+++ Text passage

Treatment For Drug Offenders Saves California Millions
Significant numbers of the people who commit crimes in America are affected by clinically diagnosable symptoms of substance abuse or substance addiction. Current evidence indicates that successful treatment of these individuals’ substance-related issues substantially reduces the chances that they will commit additional crimes in the future. According to results reported by the National Institute on Drug Abuse, successful treatment of criminal offenders with substance-related issues also carries a lower financial burden for society than the reincarceration of those individuals who continue their involvement in illegal activity.
Drug Abuse And Jail Time
The close connection between substance problems and the chances of ending up in jail or prison is well documented. For example, figures compiled by the National Institute on Drug Abuse indicate that roughly 50 percent to 66 percent of the people incarcerated in a state jail or prison, or in a federal facility, have symptoms that could qualify them for an official diagnosis of alcohol use disorder (alcohol abuse or alcoholism). In addition, figures compiled for the year 2012 by the Substance Abuse and Mental Health Services Administration indicate that just over 25 percent of U.S. adults recently paroled from prison or under supervised prison release currently abuse either marijuana or some sort of prescription medication. Furthermore, well over a quarter (30.2 percent) of all U.S. adults who receive probation for criminal activity abuse marijuana or a prescription medication.
Medical Benefits Of Addiction Treatment
More than four out of five people in jail or prison with diagnosable substance problems don’t receive treatment for those problems while incarcerated. This means that the vast majority of affected individuals finish their sentences with their abuse or addiction issues intact. Statistically speaking, these individuals have an unusually high chance of committing more crimes, whether in direct support of their substance use or for other purposes. Current evidence strongly supports the usefulness of substance treatment for incarcerated men and women. Specific treatment approaches that produce positive results include both the use of substance-specific medications and the use of substance-specific counseling or behavioral therapy. Treatment settings that produce positive results include long-term residential communities called therapeutic communities (which work both inside and outside of a daily prison environment), the use of specialized courts that mandate both treatment participation and consequences for criminal activity, and the use of a specific form of case management called TASC (Treatment Accountability for Safer Communities).

++++++

» What the exercise asks: Output the portion of the article on drug offender treatment starting at "Treatment For Drug" and ending at "in illegal activity.", copied exactly. The records have no connection to the article on drug offender treatment.

+++ Record set

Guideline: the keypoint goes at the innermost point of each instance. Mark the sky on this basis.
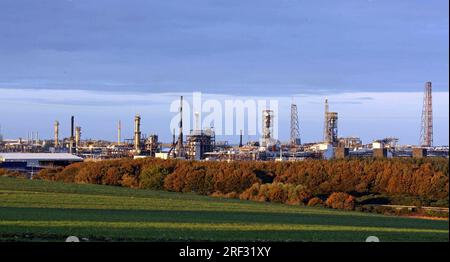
(106, 60)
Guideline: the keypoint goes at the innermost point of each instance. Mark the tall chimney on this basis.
(77, 137)
(56, 129)
(137, 134)
(119, 129)
(240, 139)
(180, 135)
(72, 138)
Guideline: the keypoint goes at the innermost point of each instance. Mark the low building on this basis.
(32, 162)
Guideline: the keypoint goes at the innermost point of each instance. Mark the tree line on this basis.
(332, 183)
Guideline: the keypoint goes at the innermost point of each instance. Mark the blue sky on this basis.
(247, 48)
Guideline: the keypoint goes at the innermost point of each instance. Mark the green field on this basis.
(51, 211)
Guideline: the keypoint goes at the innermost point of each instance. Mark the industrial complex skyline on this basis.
(375, 115)
(110, 60)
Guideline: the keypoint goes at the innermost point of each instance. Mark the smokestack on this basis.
(180, 135)
(240, 139)
(180, 138)
(56, 129)
(77, 137)
(137, 134)
(72, 120)
(325, 125)
(71, 140)
(119, 129)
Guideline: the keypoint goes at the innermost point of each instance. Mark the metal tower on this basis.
(426, 133)
(56, 131)
(267, 117)
(325, 124)
(295, 129)
(330, 132)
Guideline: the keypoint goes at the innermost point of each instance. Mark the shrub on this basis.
(341, 200)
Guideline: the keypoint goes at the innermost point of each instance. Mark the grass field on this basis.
(51, 211)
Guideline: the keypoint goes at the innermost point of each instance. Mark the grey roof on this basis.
(39, 156)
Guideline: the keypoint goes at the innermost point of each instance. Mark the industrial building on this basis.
(200, 143)
(33, 162)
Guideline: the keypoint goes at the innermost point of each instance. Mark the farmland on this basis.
(36, 210)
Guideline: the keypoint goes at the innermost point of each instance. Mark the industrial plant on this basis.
(200, 143)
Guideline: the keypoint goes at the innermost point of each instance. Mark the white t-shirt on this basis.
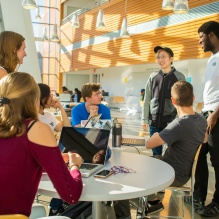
(211, 90)
(49, 119)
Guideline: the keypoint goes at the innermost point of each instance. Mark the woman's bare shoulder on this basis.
(41, 133)
(2, 73)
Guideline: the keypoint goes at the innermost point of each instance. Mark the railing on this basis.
(84, 10)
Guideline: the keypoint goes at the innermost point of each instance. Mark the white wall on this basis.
(129, 80)
(76, 4)
(17, 19)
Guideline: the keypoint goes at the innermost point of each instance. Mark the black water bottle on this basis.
(117, 135)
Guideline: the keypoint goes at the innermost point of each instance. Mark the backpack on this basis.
(81, 210)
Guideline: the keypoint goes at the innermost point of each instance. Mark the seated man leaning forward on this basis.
(84, 111)
(183, 135)
(91, 106)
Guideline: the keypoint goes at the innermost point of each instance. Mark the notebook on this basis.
(65, 97)
(90, 143)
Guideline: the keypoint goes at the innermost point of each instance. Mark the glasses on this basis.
(97, 93)
(161, 57)
(121, 169)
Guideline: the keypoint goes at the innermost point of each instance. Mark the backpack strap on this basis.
(30, 126)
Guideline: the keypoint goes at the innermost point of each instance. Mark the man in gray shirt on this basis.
(183, 135)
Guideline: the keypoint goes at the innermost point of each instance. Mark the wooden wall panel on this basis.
(138, 49)
(138, 11)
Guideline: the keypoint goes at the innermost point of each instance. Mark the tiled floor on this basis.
(131, 125)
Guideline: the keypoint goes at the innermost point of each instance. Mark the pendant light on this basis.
(100, 19)
(124, 29)
(29, 4)
(168, 4)
(75, 21)
(55, 37)
(44, 37)
(38, 17)
(181, 7)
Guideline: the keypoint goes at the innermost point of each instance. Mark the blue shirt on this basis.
(79, 113)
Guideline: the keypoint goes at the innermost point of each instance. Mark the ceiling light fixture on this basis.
(38, 17)
(44, 38)
(29, 4)
(181, 7)
(75, 21)
(168, 4)
(124, 29)
(100, 19)
(55, 37)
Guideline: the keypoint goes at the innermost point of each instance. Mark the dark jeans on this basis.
(201, 176)
(157, 150)
(122, 209)
(56, 203)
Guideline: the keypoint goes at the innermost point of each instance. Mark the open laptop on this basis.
(90, 143)
(65, 98)
(133, 141)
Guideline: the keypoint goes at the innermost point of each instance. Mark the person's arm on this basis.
(105, 111)
(65, 119)
(46, 153)
(76, 116)
(169, 135)
(146, 104)
(154, 141)
(212, 119)
(2, 73)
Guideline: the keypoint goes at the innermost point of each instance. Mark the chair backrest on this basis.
(13, 216)
(196, 160)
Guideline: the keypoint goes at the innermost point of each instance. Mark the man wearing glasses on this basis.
(84, 111)
(91, 106)
(158, 109)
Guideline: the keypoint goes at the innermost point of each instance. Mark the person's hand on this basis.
(93, 110)
(145, 127)
(75, 159)
(55, 103)
(211, 120)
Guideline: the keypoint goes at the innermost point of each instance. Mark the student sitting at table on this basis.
(92, 107)
(28, 147)
(47, 101)
(183, 137)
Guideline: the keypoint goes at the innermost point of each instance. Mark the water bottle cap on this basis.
(118, 125)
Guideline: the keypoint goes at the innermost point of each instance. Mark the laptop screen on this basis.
(65, 97)
(90, 143)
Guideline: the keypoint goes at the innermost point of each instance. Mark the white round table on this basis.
(152, 175)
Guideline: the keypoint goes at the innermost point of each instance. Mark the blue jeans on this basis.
(157, 150)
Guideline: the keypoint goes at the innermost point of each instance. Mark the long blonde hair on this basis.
(10, 42)
(22, 93)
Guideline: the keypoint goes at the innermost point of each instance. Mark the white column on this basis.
(17, 19)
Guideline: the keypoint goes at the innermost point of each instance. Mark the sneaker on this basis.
(56, 212)
(153, 207)
(197, 204)
(210, 210)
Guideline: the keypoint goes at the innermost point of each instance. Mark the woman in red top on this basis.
(28, 147)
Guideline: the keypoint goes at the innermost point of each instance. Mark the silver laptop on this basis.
(90, 143)
(65, 97)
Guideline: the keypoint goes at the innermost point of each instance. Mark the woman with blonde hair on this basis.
(28, 147)
(12, 51)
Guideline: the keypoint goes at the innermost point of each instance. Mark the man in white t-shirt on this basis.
(209, 41)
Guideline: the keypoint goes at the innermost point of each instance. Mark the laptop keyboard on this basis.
(86, 166)
(133, 141)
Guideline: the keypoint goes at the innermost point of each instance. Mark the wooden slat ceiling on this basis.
(138, 49)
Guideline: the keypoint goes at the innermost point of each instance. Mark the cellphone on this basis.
(92, 121)
(103, 174)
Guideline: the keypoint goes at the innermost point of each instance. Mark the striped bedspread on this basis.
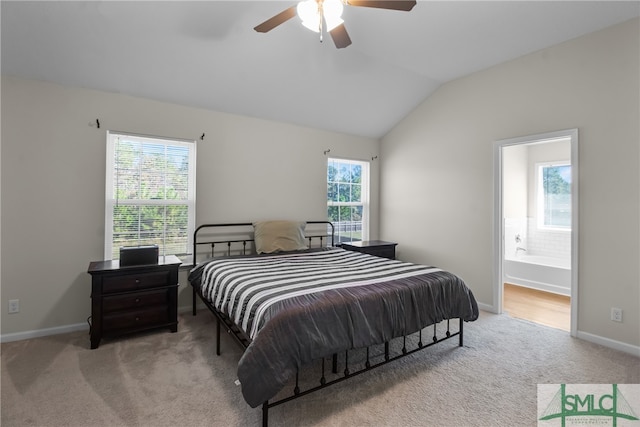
(298, 307)
(245, 288)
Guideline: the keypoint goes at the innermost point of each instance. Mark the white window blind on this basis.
(150, 193)
(348, 198)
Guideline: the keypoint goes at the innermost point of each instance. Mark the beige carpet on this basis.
(165, 379)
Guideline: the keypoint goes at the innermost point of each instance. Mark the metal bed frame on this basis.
(244, 246)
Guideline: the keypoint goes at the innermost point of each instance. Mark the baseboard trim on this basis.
(487, 307)
(19, 336)
(38, 333)
(607, 342)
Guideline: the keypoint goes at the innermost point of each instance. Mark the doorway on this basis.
(536, 220)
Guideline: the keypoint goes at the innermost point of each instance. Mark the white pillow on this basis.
(279, 236)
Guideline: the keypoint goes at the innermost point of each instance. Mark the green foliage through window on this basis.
(556, 195)
(150, 199)
(345, 198)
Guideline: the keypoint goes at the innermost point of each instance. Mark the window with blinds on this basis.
(150, 194)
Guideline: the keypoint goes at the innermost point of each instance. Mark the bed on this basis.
(290, 296)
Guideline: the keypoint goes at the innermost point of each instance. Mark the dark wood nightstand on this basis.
(373, 247)
(133, 299)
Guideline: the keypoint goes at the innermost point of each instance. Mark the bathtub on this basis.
(539, 272)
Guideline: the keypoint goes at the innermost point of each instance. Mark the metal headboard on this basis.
(237, 238)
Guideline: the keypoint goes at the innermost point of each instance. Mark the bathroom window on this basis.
(554, 195)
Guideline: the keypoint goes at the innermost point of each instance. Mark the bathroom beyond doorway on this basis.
(537, 306)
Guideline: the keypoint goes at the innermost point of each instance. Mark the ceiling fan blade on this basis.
(340, 36)
(381, 4)
(276, 20)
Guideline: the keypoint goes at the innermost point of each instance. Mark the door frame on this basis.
(498, 225)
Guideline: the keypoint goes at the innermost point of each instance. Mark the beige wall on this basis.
(53, 183)
(437, 169)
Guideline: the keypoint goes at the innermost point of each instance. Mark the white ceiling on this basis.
(206, 54)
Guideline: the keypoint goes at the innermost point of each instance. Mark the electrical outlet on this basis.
(14, 306)
(616, 314)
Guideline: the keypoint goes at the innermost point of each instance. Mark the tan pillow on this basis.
(278, 236)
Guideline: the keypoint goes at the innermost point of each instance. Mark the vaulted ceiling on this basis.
(206, 54)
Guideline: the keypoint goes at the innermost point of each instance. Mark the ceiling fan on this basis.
(319, 14)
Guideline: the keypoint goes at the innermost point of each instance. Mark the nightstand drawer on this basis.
(134, 319)
(132, 282)
(134, 300)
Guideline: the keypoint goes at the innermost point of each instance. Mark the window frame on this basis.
(540, 196)
(365, 178)
(111, 199)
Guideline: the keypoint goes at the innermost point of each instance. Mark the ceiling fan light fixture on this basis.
(309, 12)
(332, 13)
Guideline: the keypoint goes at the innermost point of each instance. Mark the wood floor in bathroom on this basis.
(537, 306)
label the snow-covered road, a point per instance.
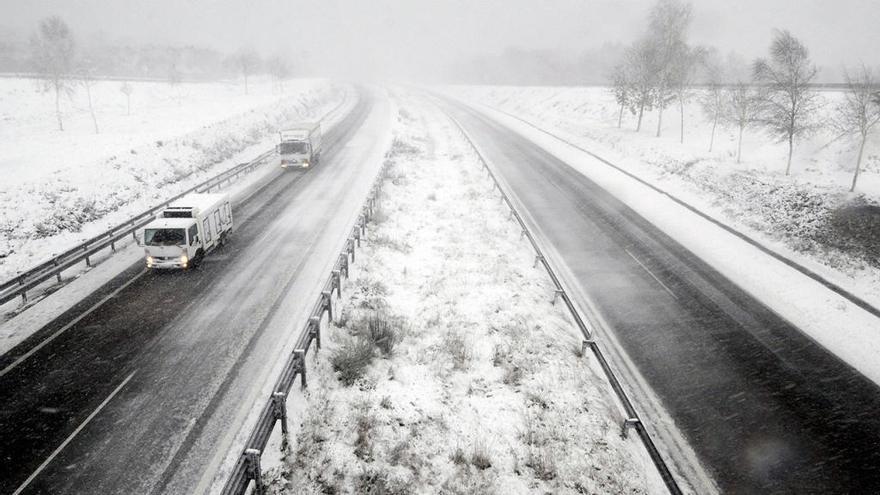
(148, 387)
(764, 407)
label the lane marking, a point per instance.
(72, 435)
(651, 273)
(63, 329)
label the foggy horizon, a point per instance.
(426, 41)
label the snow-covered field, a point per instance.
(60, 188)
(809, 216)
(449, 369)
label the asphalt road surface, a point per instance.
(163, 370)
(765, 408)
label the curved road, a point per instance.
(765, 408)
(170, 362)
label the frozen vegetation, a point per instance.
(449, 369)
(809, 215)
(61, 187)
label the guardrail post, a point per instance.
(255, 472)
(326, 297)
(301, 360)
(627, 424)
(279, 409)
(586, 345)
(344, 259)
(337, 281)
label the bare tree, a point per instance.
(743, 109)
(247, 62)
(86, 79)
(641, 73)
(52, 52)
(279, 68)
(669, 21)
(621, 89)
(683, 73)
(127, 89)
(712, 101)
(788, 99)
(859, 111)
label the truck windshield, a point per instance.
(294, 147)
(164, 237)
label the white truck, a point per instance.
(188, 229)
(300, 146)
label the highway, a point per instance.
(143, 394)
(765, 409)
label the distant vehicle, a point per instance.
(300, 146)
(187, 230)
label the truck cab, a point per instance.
(300, 147)
(187, 230)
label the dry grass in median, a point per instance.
(449, 370)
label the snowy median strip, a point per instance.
(450, 368)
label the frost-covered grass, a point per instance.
(63, 187)
(483, 389)
(810, 213)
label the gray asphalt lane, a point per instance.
(765, 408)
(196, 342)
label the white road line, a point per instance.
(72, 435)
(66, 327)
(651, 273)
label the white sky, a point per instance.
(407, 38)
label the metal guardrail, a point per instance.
(247, 473)
(20, 284)
(53, 267)
(632, 419)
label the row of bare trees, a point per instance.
(779, 96)
(55, 57)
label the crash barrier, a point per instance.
(247, 473)
(632, 420)
(53, 267)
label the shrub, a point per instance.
(351, 360)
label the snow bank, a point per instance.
(834, 322)
(165, 147)
(474, 382)
(810, 216)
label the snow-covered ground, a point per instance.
(475, 382)
(60, 188)
(809, 216)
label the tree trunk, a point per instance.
(659, 120)
(790, 149)
(681, 111)
(641, 113)
(58, 107)
(858, 163)
(739, 145)
(712, 136)
(91, 108)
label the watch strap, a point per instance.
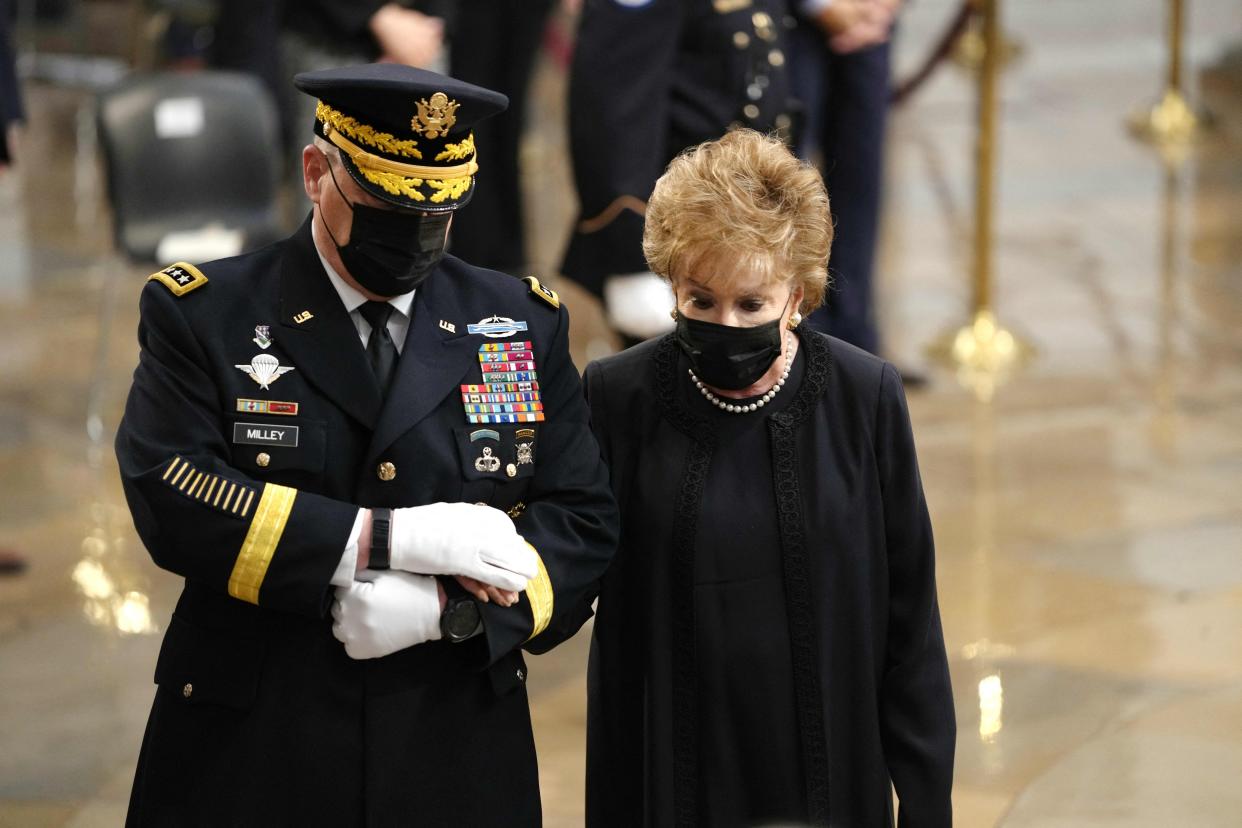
(381, 533)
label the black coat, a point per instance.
(873, 700)
(650, 80)
(261, 718)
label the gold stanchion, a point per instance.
(983, 350)
(1171, 122)
(968, 52)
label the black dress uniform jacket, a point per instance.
(261, 718)
(648, 81)
(873, 700)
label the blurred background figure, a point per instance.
(840, 71)
(11, 113)
(648, 80)
(10, 119)
(498, 41)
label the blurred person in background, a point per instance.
(503, 39)
(648, 80)
(840, 71)
(768, 646)
(11, 116)
(11, 112)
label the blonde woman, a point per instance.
(768, 646)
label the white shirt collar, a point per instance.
(349, 296)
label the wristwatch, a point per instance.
(381, 525)
(461, 620)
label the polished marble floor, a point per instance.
(1088, 510)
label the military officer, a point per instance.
(651, 78)
(319, 436)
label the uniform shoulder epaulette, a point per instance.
(179, 277)
(543, 292)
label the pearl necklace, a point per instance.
(758, 404)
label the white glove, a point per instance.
(466, 539)
(386, 613)
(637, 304)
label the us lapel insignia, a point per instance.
(496, 327)
(263, 337)
(263, 369)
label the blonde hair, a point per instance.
(743, 199)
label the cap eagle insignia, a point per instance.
(436, 117)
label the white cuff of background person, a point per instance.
(637, 304)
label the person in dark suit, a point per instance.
(768, 644)
(319, 436)
(648, 80)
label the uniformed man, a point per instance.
(354, 407)
(651, 78)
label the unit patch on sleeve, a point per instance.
(180, 278)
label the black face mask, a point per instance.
(725, 356)
(390, 252)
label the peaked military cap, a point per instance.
(405, 134)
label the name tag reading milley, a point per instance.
(258, 433)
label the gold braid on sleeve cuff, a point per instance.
(540, 597)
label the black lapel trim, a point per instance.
(688, 504)
(799, 596)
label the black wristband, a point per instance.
(381, 525)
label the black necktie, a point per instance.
(380, 350)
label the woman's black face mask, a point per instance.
(390, 252)
(725, 356)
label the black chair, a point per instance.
(190, 152)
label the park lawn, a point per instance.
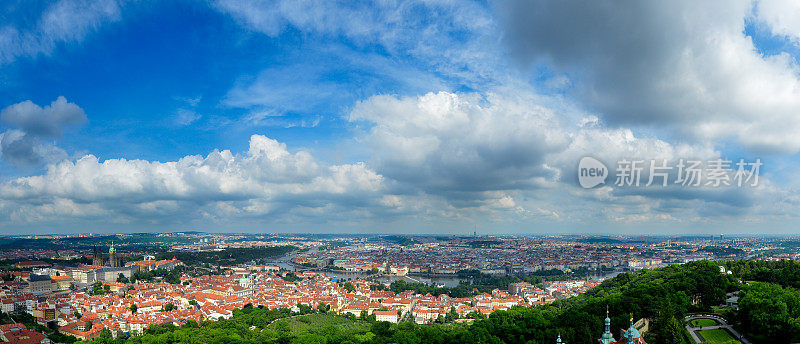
(718, 336)
(703, 322)
(320, 323)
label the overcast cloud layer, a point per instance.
(436, 115)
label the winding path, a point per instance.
(721, 323)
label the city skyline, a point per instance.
(411, 117)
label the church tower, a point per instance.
(607, 337)
(632, 335)
(112, 257)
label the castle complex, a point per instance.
(110, 260)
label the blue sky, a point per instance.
(390, 116)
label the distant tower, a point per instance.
(97, 256)
(113, 260)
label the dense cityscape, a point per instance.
(399, 172)
(120, 286)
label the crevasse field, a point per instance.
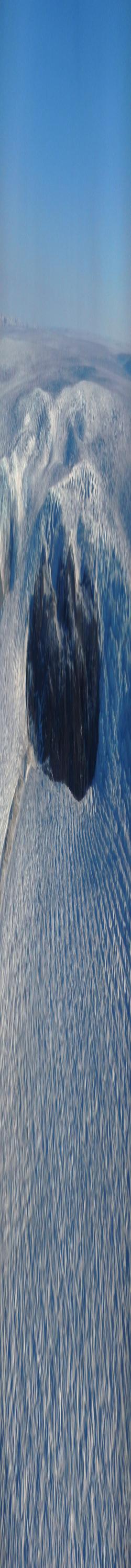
(66, 1192)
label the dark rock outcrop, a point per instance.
(63, 676)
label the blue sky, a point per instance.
(66, 165)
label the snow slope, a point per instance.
(66, 1468)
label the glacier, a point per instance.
(66, 982)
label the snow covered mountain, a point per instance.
(66, 1180)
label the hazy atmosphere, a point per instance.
(66, 165)
(66, 786)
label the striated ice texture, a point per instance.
(63, 676)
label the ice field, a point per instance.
(66, 982)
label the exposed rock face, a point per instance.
(63, 678)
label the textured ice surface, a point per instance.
(63, 676)
(66, 1180)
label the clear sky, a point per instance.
(66, 164)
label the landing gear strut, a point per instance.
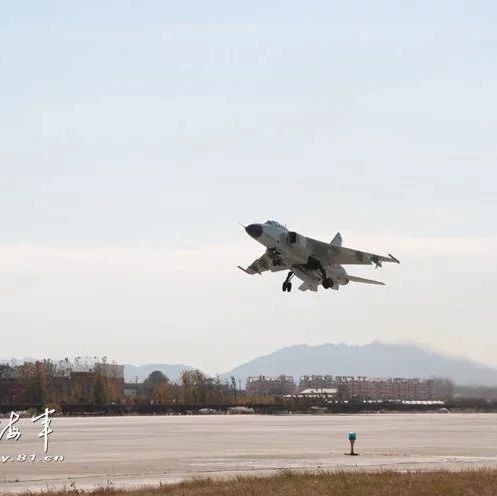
(287, 285)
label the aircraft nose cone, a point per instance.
(254, 230)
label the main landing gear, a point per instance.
(287, 285)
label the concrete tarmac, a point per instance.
(130, 451)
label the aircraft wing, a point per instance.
(343, 256)
(365, 281)
(271, 260)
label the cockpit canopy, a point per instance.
(275, 223)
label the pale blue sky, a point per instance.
(135, 135)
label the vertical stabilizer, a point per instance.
(337, 240)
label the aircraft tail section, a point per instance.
(337, 240)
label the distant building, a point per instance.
(264, 385)
(394, 388)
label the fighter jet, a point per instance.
(314, 262)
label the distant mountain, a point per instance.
(141, 372)
(374, 360)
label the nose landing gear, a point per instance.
(287, 285)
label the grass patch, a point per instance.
(439, 483)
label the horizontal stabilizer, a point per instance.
(365, 281)
(308, 287)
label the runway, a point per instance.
(139, 450)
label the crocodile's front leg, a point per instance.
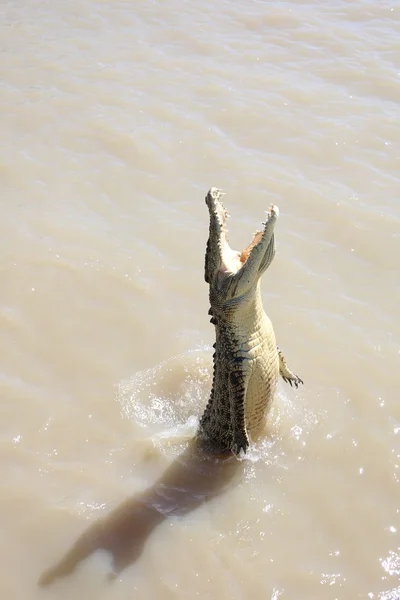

++++++

» Answer for this exercise:
Treatment For Drug Offenders Saves California Millions
Significant numbers of the people who commit crimes in America are affected by clinically diagnosable symptoms of substance abuse or substance addiction. Current evidence indicates that successful treatment of these individuals’ substance-related issues substantially reduces the chances that they will commit additional crimes in the future. According to results reported by the National Institute on Drug Abuse, successful treatment of criminal offenders with substance-related issues also carries a lower financial burden for society than the reincarceration of those individuals who continue their involvement in illegal activity.